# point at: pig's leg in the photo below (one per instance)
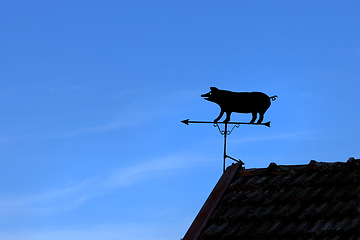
(261, 117)
(254, 117)
(227, 117)
(220, 115)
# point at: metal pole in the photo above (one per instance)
(225, 134)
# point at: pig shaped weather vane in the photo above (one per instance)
(240, 102)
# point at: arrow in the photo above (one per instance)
(187, 121)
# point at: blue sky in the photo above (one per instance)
(92, 94)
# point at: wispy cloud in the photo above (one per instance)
(130, 231)
(74, 195)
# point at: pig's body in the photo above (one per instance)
(241, 102)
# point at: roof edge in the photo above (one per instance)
(212, 201)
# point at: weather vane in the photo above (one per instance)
(240, 102)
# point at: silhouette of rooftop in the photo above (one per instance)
(318, 200)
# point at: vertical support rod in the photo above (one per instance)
(225, 134)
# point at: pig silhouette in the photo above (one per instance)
(241, 102)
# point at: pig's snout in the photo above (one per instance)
(205, 95)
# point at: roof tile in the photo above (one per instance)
(313, 201)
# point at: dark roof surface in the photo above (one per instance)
(314, 201)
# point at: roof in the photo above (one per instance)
(315, 201)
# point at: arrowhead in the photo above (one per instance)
(267, 124)
(185, 121)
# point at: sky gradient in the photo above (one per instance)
(92, 94)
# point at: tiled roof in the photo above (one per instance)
(314, 201)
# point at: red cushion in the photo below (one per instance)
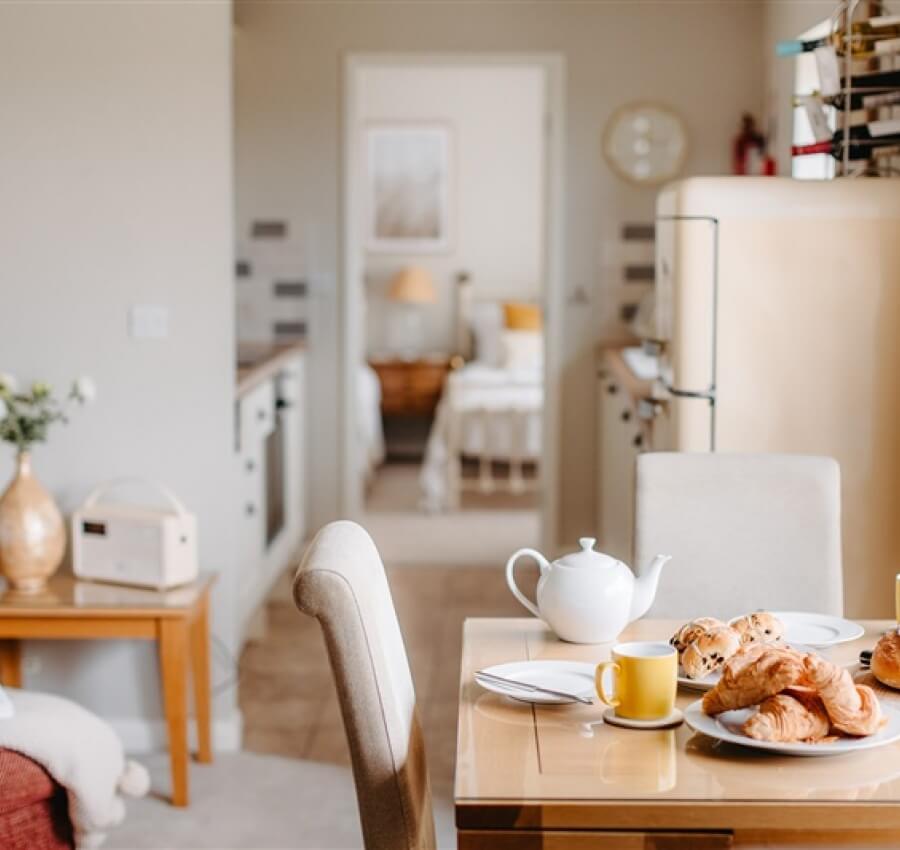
(34, 812)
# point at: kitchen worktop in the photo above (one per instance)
(259, 361)
(612, 363)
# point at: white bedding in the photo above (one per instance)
(369, 430)
(483, 408)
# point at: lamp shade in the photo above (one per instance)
(413, 285)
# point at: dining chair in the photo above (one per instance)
(341, 581)
(745, 532)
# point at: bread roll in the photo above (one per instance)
(709, 652)
(886, 660)
(689, 632)
(758, 627)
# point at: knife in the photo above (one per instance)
(513, 683)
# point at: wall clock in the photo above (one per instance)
(645, 143)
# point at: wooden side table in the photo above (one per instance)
(178, 620)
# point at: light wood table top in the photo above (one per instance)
(66, 596)
(524, 767)
(177, 620)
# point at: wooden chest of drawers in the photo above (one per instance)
(410, 387)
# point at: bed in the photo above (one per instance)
(490, 412)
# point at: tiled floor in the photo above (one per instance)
(286, 692)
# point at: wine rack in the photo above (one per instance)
(855, 114)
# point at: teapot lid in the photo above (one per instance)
(587, 557)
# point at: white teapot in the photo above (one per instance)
(588, 597)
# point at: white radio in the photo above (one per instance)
(134, 544)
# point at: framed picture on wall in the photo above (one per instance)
(408, 188)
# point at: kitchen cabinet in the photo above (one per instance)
(271, 449)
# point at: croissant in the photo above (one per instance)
(853, 709)
(796, 714)
(756, 672)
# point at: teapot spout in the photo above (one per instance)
(645, 587)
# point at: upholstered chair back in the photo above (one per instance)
(342, 583)
(745, 532)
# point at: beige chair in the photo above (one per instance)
(342, 583)
(745, 531)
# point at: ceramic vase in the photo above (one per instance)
(32, 532)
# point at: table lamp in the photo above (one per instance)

-------------------------

Work required:
Everything from the line that contains "# point at: white bedding" through the end of the records must be duplicated exactly, and nothing outside that range.

In response:
# point at: white bedding in the photo above (one per instance)
(369, 430)
(483, 408)
# point at: lamp shade in the photo above (one per instance)
(413, 285)
# point at: dining chair in the photo above (one per instance)
(341, 581)
(745, 532)
# point at: bread roll in the photo above (one per instance)
(709, 652)
(886, 660)
(689, 632)
(758, 627)
# point at: knife in the photo above (one per instance)
(513, 683)
# point at: wall clock in the photo above (one per instance)
(645, 143)
# point at: wooden side table in the photo above (one per instance)
(178, 620)
# point at: light wood table top in the photo above (one per instance)
(66, 596)
(524, 767)
(177, 620)
# point at: wooden chest of drawers in the photo above (one per instance)
(410, 387)
# point at: bed in the photo above (one per instance)
(490, 412)
# point at: tiled floor in the photo above (one per instance)
(286, 692)
# point at: wine rack in the photo above (one per instance)
(855, 114)
# point at: teapot lid in the photo above (one per instance)
(587, 557)
# point at: white teapot in the photo above (one per instance)
(588, 597)
# point at: white radio in the photo above (one per instance)
(134, 544)
# point at: framed picture on wall in the photo above (one per instance)
(408, 188)
# point at: kitchen cabinet in the photo above (one per instance)
(271, 449)
# point at: croissant in the photo above (one per instance)
(853, 709)
(796, 714)
(756, 672)
# point at: teapot spout in the photo above (one per instance)
(645, 587)
# point at: upholstered chair back in the photo above (one per instance)
(342, 583)
(745, 532)
# point at: beige chair in the photo above (one per instance)
(342, 583)
(745, 531)
# point at: ceramic vase in the photo above (one per instance)
(32, 532)
# point at: table lamp in the photo above (one per instance)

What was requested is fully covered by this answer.